[Mesa-dev] [RFC] nir: Divergence Analysis

Mon Oct 8 11:04:16 UTC 2018

This is an RFC for a Divergence Analysis for NIR.

The algorithm implements "The Simple Divergence Analysis" from
Diogo Sampaio, Rafael De Souza, Sylvain Collange, Fernando Magno Quintão Pereira.
Divergence Analysis.

The proposed pass computes for each ssa definition if it is uniform.
That is, the variable has the same value for all invocations of the group.
If the value might be different for some thread, we call it divergent.
The algorithm is a worklist algorithm and starts with the assumption that all values
are uniform / non-divergent and iterates until convergence.

Motivation:
Divergence Analysis can be used for various optimizations:
control flow optimizations such as branch distribution, branch fusion, branch splitting, 
loop collapsing, iteration delaying and thread reallocation, 
but also memory optimizations like memory coalescing, and work unification.
Not all optimizations are applicable for every backend, and some cannot be used at all (like thread reallocation).

Implementation State:
This implementation is incomplete, but the difficult part is done (i.e. the control flow handling).
There are some intrinsics and maybe some special cases missing.
Also the way the worklist is handled is still a bit inefficient.
Currently, the pass returns an array of bools where 'true' corresponds to 'divergent'.
We might want to add a flag directly to the ssa-defs.

Future Work:
The mentioned paper also contains a more complex divergence analysis, which
calculates dependencies to the thread index, where a divergent value can
be recomputed by using a uniform value and the thread index.
There are a few use cases for this analysis like simplified address calculation
and rematerialization, but the main benefit should be achievable with the simple version.

Final Note:
My hope is that this DA helps on some control flow optimizations and improves global code motion.
Some backends might also use it for work unification by using a scalar unit and/or save some register space.
I'd be glad about any comments.

Kind regards,
Daniel

[Segmentation data]
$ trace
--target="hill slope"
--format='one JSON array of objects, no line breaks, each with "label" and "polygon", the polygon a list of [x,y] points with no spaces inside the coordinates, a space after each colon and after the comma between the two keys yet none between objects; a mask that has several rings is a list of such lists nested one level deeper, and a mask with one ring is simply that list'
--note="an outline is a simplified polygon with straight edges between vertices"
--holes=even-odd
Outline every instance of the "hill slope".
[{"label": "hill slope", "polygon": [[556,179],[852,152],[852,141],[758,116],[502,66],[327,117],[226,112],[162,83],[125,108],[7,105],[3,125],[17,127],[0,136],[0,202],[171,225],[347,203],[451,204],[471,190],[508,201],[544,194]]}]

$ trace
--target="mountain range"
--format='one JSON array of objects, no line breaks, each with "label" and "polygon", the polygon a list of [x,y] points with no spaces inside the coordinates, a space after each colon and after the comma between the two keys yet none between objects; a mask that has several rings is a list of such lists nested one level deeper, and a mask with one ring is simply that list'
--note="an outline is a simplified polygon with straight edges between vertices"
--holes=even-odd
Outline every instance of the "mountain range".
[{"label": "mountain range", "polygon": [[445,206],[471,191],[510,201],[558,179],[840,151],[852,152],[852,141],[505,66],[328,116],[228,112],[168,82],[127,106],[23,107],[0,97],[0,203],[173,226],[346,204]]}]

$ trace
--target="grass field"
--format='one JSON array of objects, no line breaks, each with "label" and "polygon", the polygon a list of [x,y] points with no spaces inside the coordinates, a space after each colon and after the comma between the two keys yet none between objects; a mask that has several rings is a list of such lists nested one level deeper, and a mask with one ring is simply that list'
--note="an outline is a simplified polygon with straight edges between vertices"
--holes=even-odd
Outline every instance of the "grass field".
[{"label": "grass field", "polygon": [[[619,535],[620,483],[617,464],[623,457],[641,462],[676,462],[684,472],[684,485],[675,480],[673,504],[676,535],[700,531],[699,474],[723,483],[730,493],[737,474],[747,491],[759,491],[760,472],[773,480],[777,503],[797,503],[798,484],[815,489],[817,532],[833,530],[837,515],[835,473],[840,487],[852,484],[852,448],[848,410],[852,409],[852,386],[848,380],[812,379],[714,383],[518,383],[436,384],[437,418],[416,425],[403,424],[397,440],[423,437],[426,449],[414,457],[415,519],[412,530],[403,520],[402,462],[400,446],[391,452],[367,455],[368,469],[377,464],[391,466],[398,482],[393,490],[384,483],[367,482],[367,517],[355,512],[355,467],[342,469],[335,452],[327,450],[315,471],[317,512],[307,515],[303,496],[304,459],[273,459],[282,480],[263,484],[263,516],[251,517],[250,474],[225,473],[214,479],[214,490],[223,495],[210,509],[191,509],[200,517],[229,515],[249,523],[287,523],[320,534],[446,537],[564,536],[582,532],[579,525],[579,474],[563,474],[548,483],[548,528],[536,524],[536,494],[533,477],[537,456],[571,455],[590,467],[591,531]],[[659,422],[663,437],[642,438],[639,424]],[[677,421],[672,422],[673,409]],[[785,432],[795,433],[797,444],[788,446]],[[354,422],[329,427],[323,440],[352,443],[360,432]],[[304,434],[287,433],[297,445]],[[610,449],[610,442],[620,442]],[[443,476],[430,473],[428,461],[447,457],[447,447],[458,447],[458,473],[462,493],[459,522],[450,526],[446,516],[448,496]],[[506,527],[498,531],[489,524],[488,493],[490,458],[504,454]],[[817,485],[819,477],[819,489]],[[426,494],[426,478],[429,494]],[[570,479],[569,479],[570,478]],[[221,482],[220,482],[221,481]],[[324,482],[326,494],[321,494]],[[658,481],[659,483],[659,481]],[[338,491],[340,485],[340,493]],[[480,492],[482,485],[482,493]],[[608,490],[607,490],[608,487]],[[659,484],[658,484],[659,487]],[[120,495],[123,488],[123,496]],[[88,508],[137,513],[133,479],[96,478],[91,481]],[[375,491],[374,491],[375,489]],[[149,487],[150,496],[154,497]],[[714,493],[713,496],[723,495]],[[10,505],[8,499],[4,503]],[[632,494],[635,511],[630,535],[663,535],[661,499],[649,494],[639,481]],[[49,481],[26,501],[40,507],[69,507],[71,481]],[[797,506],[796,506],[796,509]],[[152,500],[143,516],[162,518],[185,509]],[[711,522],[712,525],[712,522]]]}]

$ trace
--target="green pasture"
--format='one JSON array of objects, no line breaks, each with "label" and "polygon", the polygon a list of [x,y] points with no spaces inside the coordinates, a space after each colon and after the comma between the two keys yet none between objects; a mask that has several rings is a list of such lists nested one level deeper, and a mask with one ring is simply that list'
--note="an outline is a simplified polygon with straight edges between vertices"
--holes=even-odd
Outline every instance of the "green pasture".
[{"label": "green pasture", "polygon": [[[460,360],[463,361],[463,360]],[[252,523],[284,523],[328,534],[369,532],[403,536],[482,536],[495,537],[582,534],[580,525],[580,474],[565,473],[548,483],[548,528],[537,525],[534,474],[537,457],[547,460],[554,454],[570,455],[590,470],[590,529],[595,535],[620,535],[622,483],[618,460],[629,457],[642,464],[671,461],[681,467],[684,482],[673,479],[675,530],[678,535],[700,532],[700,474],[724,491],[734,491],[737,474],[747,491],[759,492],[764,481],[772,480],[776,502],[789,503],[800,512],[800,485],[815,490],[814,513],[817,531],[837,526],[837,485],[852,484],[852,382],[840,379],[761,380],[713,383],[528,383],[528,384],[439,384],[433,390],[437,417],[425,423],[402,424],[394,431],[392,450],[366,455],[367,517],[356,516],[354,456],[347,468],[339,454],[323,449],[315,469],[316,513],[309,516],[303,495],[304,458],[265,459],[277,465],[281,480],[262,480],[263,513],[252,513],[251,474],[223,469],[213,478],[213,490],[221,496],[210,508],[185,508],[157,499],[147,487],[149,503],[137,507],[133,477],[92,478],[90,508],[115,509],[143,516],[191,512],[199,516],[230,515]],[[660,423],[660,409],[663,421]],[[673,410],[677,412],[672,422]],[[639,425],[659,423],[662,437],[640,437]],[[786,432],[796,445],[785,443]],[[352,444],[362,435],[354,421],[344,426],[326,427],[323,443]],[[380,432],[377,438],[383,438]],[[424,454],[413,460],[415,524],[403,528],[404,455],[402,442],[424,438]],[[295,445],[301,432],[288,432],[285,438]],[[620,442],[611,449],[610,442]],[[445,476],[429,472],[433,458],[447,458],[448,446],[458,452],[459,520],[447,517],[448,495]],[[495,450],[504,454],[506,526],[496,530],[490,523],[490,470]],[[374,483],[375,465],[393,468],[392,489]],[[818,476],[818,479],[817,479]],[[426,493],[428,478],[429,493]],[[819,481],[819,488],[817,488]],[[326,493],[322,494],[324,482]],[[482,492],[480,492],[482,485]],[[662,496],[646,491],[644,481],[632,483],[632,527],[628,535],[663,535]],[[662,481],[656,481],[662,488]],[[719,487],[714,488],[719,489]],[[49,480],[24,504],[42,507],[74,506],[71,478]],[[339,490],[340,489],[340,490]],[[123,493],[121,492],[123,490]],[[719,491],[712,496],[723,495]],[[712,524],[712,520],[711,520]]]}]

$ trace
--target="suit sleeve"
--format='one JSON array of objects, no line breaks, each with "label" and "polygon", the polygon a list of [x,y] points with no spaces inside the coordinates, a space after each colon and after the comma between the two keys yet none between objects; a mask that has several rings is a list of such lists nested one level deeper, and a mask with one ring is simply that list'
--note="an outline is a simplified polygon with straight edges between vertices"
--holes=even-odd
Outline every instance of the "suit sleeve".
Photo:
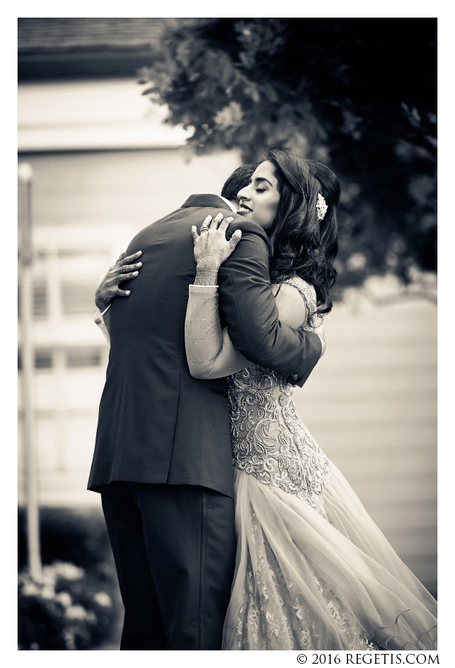
[{"label": "suit sleeve", "polygon": [[222,320],[237,350],[302,387],[321,357],[319,338],[280,322],[269,276],[265,234],[252,221],[238,219],[228,237],[242,229],[242,240],[218,274]]}]

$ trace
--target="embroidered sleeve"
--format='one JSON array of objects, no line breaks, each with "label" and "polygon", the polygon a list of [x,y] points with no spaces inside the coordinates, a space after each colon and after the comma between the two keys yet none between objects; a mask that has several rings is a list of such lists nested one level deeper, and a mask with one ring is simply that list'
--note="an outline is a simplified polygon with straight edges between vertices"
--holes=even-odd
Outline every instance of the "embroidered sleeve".
[{"label": "embroidered sleeve", "polygon": [[185,321],[185,346],[190,373],[195,378],[220,378],[248,366],[246,357],[223,331],[218,310],[218,288],[190,285]]}]

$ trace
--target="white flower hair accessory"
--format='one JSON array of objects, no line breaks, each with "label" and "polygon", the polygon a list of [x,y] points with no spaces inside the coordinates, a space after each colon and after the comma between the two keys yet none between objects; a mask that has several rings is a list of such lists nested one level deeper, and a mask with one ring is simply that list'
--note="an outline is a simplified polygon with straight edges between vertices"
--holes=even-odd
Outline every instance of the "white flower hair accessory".
[{"label": "white flower hair accessory", "polygon": [[327,206],[326,200],[324,199],[320,193],[317,193],[317,203],[316,204],[316,208],[317,209],[317,219],[324,220],[324,217],[325,216],[329,207]]}]

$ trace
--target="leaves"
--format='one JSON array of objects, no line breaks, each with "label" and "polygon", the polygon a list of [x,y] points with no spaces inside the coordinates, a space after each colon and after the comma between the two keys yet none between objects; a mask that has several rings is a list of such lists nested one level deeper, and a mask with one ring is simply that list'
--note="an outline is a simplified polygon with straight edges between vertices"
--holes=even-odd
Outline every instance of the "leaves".
[{"label": "leaves", "polygon": [[195,152],[282,146],[331,167],[345,284],[435,269],[435,75],[432,18],[178,19],[141,70]]}]

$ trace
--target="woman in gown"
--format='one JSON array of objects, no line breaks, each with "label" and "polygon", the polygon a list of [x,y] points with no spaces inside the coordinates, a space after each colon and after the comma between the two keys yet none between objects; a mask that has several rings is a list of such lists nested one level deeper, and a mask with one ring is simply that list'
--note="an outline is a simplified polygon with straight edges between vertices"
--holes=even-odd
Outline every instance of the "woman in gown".
[{"label": "woman in gown", "polygon": [[[273,150],[238,196],[268,232],[280,320],[317,326],[336,277],[336,177]],[[209,221],[192,233],[216,276],[235,243]],[[435,649],[436,601],[312,437],[292,385],[234,349],[216,287],[190,287],[185,345],[193,375],[228,377],[237,551],[223,648]]]}]

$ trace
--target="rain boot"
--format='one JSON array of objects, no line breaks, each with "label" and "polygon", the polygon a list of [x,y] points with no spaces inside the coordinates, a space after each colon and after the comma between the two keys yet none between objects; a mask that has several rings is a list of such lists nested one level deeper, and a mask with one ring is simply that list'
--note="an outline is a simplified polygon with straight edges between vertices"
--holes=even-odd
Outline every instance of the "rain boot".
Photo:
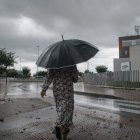
[{"label": "rain boot", "polygon": [[67,140],[67,136],[70,132],[70,129],[68,128],[68,130],[65,133],[62,133],[62,139],[61,140]]},{"label": "rain boot", "polygon": [[58,126],[55,127],[55,135],[56,135],[56,138],[59,140],[62,138],[61,130],[60,130],[60,127]]}]

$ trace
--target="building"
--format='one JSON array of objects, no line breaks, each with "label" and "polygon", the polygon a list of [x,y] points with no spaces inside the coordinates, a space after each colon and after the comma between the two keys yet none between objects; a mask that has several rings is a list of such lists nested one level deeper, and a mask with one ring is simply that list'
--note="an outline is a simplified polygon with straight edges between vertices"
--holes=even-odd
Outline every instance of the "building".
[{"label": "building", "polygon": [[[140,35],[119,37],[118,46],[119,58],[114,59],[114,72],[122,71],[130,75],[130,71],[133,71],[135,75],[133,75],[132,79],[139,80]],[[126,77],[127,80],[130,79],[130,77]]]}]

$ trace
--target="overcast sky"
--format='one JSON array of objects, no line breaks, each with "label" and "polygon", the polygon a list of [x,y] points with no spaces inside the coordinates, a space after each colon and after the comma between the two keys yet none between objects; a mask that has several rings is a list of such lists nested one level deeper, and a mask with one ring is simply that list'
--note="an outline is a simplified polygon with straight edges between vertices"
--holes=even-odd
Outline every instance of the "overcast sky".
[{"label": "overcast sky", "polygon": [[[140,25],[140,0],[0,0],[0,48],[21,58],[21,67],[36,72],[35,62],[50,44],[64,39],[82,39],[99,48],[89,60],[113,70],[118,58],[118,37],[134,35]],[[17,58],[16,69],[20,69]],[[78,65],[80,71],[87,63]]]}]

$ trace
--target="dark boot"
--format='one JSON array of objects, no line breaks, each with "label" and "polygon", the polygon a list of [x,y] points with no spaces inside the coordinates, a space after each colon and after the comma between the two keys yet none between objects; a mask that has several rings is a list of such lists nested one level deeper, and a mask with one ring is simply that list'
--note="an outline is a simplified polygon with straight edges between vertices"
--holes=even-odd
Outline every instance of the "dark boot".
[{"label": "dark boot", "polygon": [[58,138],[59,140],[62,138],[61,130],[60,130],[60,127],[58,126],[55,127],[55,135],[56,135],[56,138]]},{"label": "dark boot", "polygon": [[61,140],[67,140],[67,136],[69,134],[70,130],[68,128],[68,130],[65,133],[62,133],[62,139]]}]

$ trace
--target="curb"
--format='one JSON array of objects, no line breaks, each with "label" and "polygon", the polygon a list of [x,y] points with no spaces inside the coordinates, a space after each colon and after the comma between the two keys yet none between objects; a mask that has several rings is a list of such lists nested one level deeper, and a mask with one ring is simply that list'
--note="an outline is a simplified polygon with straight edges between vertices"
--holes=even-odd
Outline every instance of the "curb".
[{"label": "curb", "polygon": [[78,95],[87,95],[87,96],[94,96],[97,98],[108,98],[108,99],[120,99],[120,100],[125,100],[124,98],[113,96],[113,95],[104,95],[104,94],[98,94],[98,93],[90,93],[90,92],[81,92],[81,91],[74,91],[75,94]]}]

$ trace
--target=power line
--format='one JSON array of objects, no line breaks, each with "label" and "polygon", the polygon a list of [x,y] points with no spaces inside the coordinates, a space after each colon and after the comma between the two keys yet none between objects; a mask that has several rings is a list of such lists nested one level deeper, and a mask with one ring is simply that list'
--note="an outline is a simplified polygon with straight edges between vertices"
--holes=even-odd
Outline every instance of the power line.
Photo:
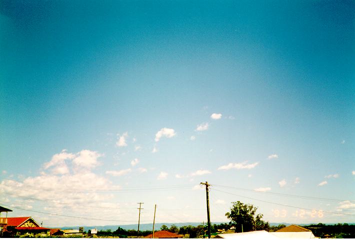
[{"label": "power line", "polygon": [[[222,191],[222,190],[217,190],[217,189],[213,189],[213,190],[215,190],[215,191],[220,192],[224,192],[224,193],[227,194],[231,194],[231,195],[234,195],[234,196],[240,196],[240,197],[242,197],[242,198],[246,198],[251,199],[251,200],[256,200],[256,201],[262,202],[266,202],[266,203],[268,203],[268,204],[276,204],[276,205],[279,205],[279,206],[287,206],[287,207],[288,207],[288,208],[294,208],[303,209],[303,210],[311,210],[311,211],[312,210],[314,210],[313,209],[305,208],[300,208],[300,207],[298,207],[298,206],[290,206],[290,205],[286,205],[286,204],[278,204],[278,203],[276,203],[276,202],[268,202],[268,201],[265,201],[265,200],[259,200],[259,199],[253,198],[249,198],[249,197],[248,197],[248,196],[241,196],[241,195],[238,195],[238,194],[232,194],[232,192],[224,192],[224,191]],[[332,212],[324,211],[324,210],[322,210],[322,212],[327,212],[327,213],[328,213],[328,214],[341,214],[341,215],[349,215],[349,216],[355,216],[355,214],[344,214],[344,213],[341,213],[341,212]]]},{"label": "power line", "polygon": [[[260,192],[260,191],[257,191],[256,190],[252,190],[252,189],[248,189],[248,188],[236,188],[234,186],[224,186],[222,185],[218,185],[218,184],[214,184],[214,186],[222,186],[223,188],[234,188],[234,189],[237,189],[238,190],[244,190],[244,191],[248,191],[248,192],[256,192],[258,194],[270,194],[270,195],[277,195],[277,196],[287,196],[287,197],[290,197],[290,198],[304,198],[304,199],[310,199],[310,200],[322,200],[324,201],[330,201],[330,202],[345,202],[346,200],[340,200],[338,199],[332,199],[332,198],[317,198],[317,197],[314,197],[314,196],[299,196],[299,195],[293,195],[291,194],[280,194],[278,192]],[[355,202],[355,201],[354,200],[348,200],[349,202]]]},{"label": "power line", "polygon": [[[20,210],[23,210],[24,211],[28,211],[28,212],[37,212],[39,214],[46,214],[47,215],[52,215],[52,216],[65,216],[66,218],[80,218],[80,219],[85,219],[85,220],[99,220],[99,221],[108,221],[108,222],[136,222],[136,221],[130,221],[130,220],[108,220],[108,219],[99,219],[99,218],[84,218],[82,216],[68,216],[68,215],[62,215],[60,214],[51,214],[50,212],[40,212],[40,211],[37,211],[36,210],[29,210],[28,209],[24,209],[22,208],[18,208],[17,206],[10,206],[8,205],[6,205],[5,204],[4,204],[3,203],[1,204],[2,205],[3,205],[6,206],[8,206],[9,208],[16,208],[16,209],[19,209]],[[150,221],[144,221],[146,222],[149,222]]]}]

*EXERCISE TASKS*.
- a) Please say whether each statement agrees with the divergence analysis post, answering yes or no and quoting the words that decide it. (i) The pass begins by assuming every value is divergent. (ii) The pass currently returns an array of bools in which 'true' means divergent. (iii) Thread reallocation can be used by every backend.
- b) Answer these questions from the divergence analysis post.
(i) What is a value called if it might be different for some thread?
(ii) Which part of the implementation does the post describe as done?
(iii) What does the more complex divergence analysis in the paper calculate?

*ANSWERS PROVIDED*.
- a)
(i) No: "starts with the assumption that all values are uniform / non-divergent"
(ii) Yes: "Currently, the pass returns an array of bools where 'true' corresponds to 'divergent'."
(iii) No: "some cannot be used at all (like thread reallocation)"

- b)
(i) Divergent.
(ii) The difficult part, the control flow handling.
(iii) Dependencies to the thread index.